Hiring a good sound designer to work on your video project is critical to its success. Sound designers are responsible for providing all of the project’s sound effects. It’s very important that you find a sound designer as soon as you can and find one that you can trust with your project’s sound elements.
After reading this article, you will have a few tips for finding the right sound designer freelancer for your project. Additionally, we’ll help you through the process of preparing your video and assets for your chosen sound designer. At the end of the article, we’ll provide you with a checklist you can follow that’ll ensure you will package your project’s assets correctly every time.
How to locate and hire the perfect sound designer
Start looking now
It’s best to start looking for a sound designer as soon as possible. A lot of major projects hire their sound designers right at the beginning of a project. Usually, the director handpicks the sound designer. While you can use an agency to locate sound designers, many opt to use Fiverr instead. There are hundreds of freelancers available on Fiverr and are ready to work right away. That might seem like a lot to sort through, but you can use the site’s search filters and categories to sort out sound designers that are relevant to you. You can search using filters like kill level, delivery time, cost, even the type of work they do. In this case, you would look for sound design.

# TASK INSTRUCTIONS:
- 1) Answer these from the article on hiring a sound designer:
(a) What are sound designers responsible for providing?
(b) Who usually handpicks the sound designer?
(c) What does the article promise to give at its end?
- 2) Retype the stretch of the article on hiring a sound designer from "After reading this" through "correctly every time.".
- 3) Does the article on hiring a sound designer agree with each statement? Answer yes or no and quote the words that decide it.
(a) Many major projects bring in their sound designer only near the end.
(b) Fiverr has hundreds of freelancers who can start right away.
(c) Using an agency is the only way to find a sound designer.

# DATA LINES:
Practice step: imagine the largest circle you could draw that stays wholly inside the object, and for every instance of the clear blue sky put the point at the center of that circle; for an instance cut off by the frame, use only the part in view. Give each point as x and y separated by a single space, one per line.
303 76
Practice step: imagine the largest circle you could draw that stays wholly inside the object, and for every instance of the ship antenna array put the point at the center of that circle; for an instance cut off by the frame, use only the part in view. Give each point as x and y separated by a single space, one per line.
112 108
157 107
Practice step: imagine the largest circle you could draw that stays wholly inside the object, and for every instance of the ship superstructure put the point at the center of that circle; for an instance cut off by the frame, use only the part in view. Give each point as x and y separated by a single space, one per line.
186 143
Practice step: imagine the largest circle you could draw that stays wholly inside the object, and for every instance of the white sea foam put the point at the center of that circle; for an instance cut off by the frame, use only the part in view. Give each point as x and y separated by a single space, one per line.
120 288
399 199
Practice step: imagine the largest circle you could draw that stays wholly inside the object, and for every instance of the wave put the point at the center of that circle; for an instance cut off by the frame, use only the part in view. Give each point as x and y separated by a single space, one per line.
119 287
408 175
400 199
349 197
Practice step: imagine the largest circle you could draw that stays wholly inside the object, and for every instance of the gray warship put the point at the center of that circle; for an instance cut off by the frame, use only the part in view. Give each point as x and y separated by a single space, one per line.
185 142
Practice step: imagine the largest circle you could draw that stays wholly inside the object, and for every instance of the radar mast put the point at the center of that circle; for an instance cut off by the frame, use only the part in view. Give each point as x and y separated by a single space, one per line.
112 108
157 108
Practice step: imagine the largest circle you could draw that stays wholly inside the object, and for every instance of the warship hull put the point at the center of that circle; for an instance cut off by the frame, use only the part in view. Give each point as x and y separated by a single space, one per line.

# TASK-BY-TASK OUTPUTS:
- 1)
(a) All of the project's sound effects.
(b) The director.
(c) A checklist you can follow that'll ensure you package your project's assets correctly every time.

- 2)
After reading this article, you will have a few tips for finding the right sound designer freelancer for your project. Additionally, we’ll help you through the process of preparing your video and assets for your chosen sound designer. At the end of the article, we’ll provide you with a checklist you can follow that’ll ensure you will package your project’s assets correctly every time.

- 3)
(a) No: "A lot of major projects hire their sound designers right at the beginning of a project."
(b) Yes: "There are hundreds of freelancers available on Fiverr and are ready to work right away."
(c) No: "While you can use an agency to locate sound designers, many opt to use Fiverr instead."